▶ **To do**: Locate each line in the material below that contains the word "bare" and copy those lines in full.

****************************************

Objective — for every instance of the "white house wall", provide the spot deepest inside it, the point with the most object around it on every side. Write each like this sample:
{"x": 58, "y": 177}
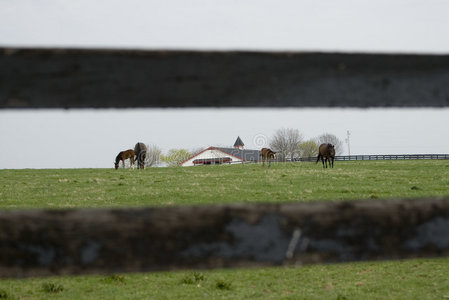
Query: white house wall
{"x": 209, "y": 154}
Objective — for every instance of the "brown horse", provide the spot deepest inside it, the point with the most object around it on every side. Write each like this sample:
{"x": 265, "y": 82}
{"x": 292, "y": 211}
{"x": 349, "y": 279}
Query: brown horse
{"x": 267, "y": 155}
{"x": 327, "y": 154}
{"x": 141, "y": 152}
{"x": 124, "y": 155}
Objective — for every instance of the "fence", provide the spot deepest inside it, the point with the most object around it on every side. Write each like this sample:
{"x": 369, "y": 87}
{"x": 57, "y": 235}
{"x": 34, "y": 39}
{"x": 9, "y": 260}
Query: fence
{"x": 40, "y": 242}
{"x": 381, "y": 157}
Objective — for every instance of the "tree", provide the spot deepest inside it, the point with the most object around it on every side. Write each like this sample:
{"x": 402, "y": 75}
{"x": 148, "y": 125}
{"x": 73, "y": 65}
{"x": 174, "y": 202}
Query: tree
{"x": 328, "y": 138}
{"x": 308, "y": 149}
{"x": 286, "y": 143}
{"x": 175, "y": 156}
{"x": 153, "y": 156}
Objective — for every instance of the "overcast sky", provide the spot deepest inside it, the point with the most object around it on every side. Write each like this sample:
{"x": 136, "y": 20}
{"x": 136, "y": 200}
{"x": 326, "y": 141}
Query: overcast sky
{"x": 91, "y": 138}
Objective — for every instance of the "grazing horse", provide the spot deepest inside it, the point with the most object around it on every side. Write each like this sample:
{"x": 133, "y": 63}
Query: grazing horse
{"x": 267, "y": 155}
{"x": 124, "y": 155}
{"x": 141, "y": 152}
{"x": 327, "y": 154}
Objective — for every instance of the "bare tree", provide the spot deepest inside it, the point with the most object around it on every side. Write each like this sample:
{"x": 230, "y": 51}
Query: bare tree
{"x": 328, "y": 138}
{"x": 153, "y": 156}
{"x": 308, "y": 149}
{"x": 286, "y": 143}
{"x": 175, "y": 156}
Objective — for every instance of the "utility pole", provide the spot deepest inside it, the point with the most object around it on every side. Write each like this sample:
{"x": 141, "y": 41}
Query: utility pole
{"x": 347, "y": 141}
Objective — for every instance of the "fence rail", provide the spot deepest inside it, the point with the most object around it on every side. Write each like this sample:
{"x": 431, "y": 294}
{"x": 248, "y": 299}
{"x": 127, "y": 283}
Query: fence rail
{"x": 381, "y": 157}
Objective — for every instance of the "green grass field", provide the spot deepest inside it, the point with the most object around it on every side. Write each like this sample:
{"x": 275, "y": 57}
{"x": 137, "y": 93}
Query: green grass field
{"x": 298, "y": 182}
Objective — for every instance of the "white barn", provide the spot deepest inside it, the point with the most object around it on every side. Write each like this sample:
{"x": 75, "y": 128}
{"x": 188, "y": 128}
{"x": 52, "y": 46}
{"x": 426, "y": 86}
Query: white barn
{"x": 216, "y": 156}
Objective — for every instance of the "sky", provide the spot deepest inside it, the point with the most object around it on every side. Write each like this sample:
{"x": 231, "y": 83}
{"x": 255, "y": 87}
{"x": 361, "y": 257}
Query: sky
{"x": 92, "y": 138}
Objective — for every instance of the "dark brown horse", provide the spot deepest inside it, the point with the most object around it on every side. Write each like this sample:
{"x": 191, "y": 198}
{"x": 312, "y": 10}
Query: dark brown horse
{"x": 327, "y": 154}
{"x": 141, "y": 152}
{"x": 124, "y": 155}
{"x": 267, "y": 155}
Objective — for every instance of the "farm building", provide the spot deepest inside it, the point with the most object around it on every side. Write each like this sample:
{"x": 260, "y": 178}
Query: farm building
{"x": 220, "y": 155}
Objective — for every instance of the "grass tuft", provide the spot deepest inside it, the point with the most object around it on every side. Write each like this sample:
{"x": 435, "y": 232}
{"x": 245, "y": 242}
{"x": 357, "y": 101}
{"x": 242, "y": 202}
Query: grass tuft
{"x": 193, "y": 278}
{"x": 115, "y": 278}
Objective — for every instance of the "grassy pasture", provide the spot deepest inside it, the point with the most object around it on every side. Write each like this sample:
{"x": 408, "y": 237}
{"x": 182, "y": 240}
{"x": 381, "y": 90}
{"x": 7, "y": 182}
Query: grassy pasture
{"x": 298, "y": 182}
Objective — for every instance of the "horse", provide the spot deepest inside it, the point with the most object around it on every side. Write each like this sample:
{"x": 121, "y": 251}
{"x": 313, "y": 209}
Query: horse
{"x": 327, "y": 154}
{"x": 267, "y": 155}
{"x": 124, "y": 155}
{"x": 141, "y": 152}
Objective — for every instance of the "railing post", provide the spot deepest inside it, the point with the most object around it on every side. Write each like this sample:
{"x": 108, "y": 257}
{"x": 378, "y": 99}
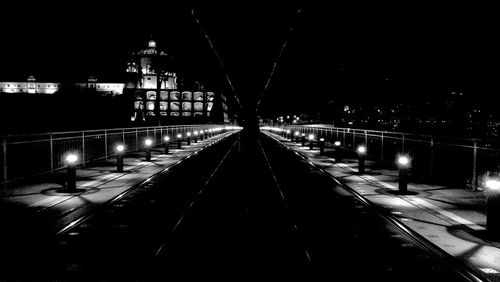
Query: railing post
{"x": 105, "y": 144}
{"x": 136, "y": 140}
{"x": 431, "y": 164}
{"x": 83, "y": 148}
{"x": 343, "y": 141}
{"x": 474, "y": 167}
{"x": 354, "y": 139}
{"x": 382, "y": 147}
{"x": 403, "y": 144}
{"x": 4, "y": 159}
{"x": 51, "y": 144}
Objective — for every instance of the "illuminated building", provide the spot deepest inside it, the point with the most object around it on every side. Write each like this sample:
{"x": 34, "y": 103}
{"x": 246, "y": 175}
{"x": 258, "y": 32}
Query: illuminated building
{"x": 149, "y": 83}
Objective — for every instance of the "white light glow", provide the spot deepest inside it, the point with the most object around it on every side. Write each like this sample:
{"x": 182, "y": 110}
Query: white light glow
{"x": 492, "y": 184}
{"x": 403, "y": 161}
{"x": 361, "y": 149}
{"x": 71, "y": 158}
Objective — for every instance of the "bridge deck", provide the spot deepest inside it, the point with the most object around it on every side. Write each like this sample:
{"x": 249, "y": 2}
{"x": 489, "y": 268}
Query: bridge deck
{"x": 259, "y": 209}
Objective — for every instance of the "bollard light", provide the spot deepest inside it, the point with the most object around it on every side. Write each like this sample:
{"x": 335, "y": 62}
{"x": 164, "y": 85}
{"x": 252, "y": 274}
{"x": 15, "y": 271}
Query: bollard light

****************************************

▶ **Solution to this exercise**:
Objective — for every instance of the "bare tree", provide the spot deepest inside it, the point with the most object around it on every side. Write each like this sample:
Query: bare tree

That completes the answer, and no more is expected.